### Records to use

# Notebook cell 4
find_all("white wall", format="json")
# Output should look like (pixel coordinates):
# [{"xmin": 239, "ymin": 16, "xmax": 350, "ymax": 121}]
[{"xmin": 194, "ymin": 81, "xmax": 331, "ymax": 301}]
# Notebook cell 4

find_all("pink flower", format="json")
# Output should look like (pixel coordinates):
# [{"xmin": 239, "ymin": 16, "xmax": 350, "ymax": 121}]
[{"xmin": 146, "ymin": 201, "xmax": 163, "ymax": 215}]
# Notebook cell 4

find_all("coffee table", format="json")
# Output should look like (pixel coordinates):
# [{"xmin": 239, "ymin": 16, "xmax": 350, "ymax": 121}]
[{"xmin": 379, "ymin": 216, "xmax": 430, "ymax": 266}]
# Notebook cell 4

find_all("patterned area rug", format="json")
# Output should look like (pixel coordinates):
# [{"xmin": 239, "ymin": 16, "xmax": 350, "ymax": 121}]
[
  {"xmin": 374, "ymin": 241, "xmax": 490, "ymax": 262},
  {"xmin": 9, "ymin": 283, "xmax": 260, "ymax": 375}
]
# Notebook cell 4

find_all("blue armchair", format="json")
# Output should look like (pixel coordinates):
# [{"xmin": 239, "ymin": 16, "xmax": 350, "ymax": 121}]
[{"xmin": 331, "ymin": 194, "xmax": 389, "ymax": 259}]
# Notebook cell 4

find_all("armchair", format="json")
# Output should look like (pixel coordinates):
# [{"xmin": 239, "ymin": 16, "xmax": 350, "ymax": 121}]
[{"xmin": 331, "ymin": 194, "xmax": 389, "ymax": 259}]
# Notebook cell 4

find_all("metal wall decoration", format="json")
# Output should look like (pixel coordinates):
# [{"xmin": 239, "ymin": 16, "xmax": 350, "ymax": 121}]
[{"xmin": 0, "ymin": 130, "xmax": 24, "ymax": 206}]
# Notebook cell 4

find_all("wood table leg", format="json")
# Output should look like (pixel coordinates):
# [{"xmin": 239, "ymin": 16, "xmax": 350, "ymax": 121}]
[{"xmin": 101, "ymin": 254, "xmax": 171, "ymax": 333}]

### Requirements
Which of the lines above contain the string "json", with matching capitalization? Gather and copy out each one in full.

### Written solution
find_all("white wall", format="json")
find_all("pink flower", format="json")
find_all("coffee table", format="json")
find_all("patterned area rug", format="json")
find_all("blue armchair", format="json")
find_all("armchair", format="json")
find_all("metal wall decoration", format="json")
find_all("wood table leg", format="json")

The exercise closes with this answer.